[Written problem] Count the lines of the items below that contain the word "ceramic". Give only the number.

[Task material]
◆ ◆ ◆
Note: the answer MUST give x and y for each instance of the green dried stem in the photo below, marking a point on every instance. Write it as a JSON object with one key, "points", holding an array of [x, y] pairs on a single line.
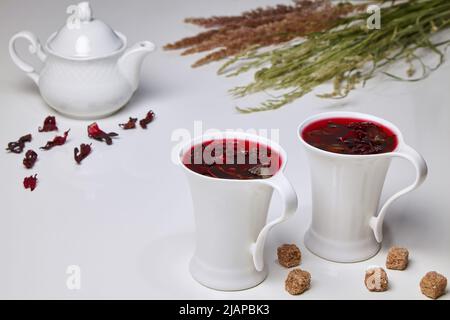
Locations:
{"points": [[348, 55]]}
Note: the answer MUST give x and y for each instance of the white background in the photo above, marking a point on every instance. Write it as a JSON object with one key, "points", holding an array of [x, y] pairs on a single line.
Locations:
{"points": [[125, 217]]}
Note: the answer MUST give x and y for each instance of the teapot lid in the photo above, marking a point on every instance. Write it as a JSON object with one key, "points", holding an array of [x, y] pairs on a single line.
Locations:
{"points": [[85, 37]]}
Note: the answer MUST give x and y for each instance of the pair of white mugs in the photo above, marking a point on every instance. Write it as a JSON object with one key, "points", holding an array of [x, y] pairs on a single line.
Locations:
{"points": [[230, 215]]}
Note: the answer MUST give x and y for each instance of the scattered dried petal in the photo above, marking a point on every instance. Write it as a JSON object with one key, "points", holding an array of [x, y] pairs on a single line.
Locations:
{"points": [[30, 182], [96, 133], [148, 118], [30, 159], [49, 125], [57, 141], [18, 146], [82, 153], [131, 124]]}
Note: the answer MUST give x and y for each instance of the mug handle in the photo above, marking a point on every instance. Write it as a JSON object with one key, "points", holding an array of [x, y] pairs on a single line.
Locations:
{"points": [[408, 153], [34, 48], [289, 197]]}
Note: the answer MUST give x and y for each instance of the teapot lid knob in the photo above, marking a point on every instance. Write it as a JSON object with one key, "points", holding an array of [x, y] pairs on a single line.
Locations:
{"points": [[84, 11]]}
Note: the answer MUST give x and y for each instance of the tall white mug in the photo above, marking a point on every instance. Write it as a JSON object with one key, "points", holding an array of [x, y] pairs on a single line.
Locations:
{"points": [[230, 219], [346, 224]]}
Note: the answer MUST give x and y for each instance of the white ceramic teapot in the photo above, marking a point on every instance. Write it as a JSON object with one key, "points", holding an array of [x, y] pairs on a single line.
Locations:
{"points": [[88, 71]]}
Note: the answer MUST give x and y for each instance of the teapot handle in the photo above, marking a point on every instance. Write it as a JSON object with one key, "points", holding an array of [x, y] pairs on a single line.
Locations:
{"points": [[34, 48]]}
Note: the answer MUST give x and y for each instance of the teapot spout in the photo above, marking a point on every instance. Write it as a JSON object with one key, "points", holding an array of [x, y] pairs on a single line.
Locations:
{"points": [[131, 61]]}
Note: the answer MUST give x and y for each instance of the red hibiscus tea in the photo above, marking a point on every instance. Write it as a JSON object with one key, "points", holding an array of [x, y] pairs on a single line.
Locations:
{"points": [[350, 136], [232, 159]]}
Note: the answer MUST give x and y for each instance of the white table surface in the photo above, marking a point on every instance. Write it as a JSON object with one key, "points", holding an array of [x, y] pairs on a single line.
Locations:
{"points": [[125, 217]]}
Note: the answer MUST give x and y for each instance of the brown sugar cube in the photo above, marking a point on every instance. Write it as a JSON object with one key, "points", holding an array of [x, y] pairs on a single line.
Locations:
{"points": [[376, 279], [433, 285], [297, 281], [289, 255], [397, 258]]}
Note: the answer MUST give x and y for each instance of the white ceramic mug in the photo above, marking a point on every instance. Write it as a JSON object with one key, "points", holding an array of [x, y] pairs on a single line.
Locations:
{"points": [[230, 218], [346, 225]]}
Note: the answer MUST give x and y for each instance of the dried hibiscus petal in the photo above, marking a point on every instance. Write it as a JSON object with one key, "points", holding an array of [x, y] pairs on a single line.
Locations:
{"points": [[96, 133], [30, 182], [57, 141], [131, 124], [30, 159], [49, 125], [19, 145], [148, 118], [83, 152]]}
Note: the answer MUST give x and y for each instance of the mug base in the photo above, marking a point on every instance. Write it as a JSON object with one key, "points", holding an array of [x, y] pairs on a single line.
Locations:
{"points": [[338, 251], [224, 280]]}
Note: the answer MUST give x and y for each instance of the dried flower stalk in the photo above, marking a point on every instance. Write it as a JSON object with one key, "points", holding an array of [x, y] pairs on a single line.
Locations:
{"points": [[232, 35]]}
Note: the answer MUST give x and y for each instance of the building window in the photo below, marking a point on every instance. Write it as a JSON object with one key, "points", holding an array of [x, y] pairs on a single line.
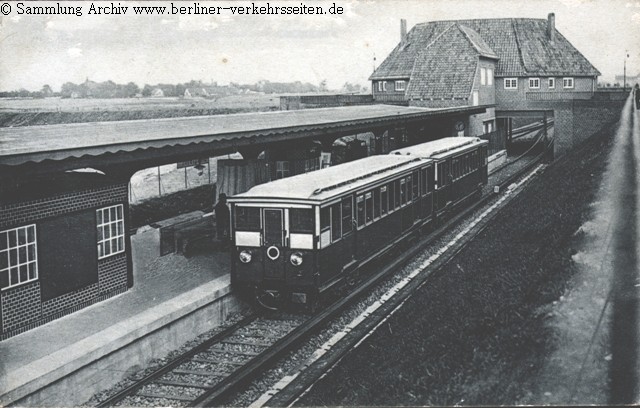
◆ ◆ ◆
[Result of this exercise] 2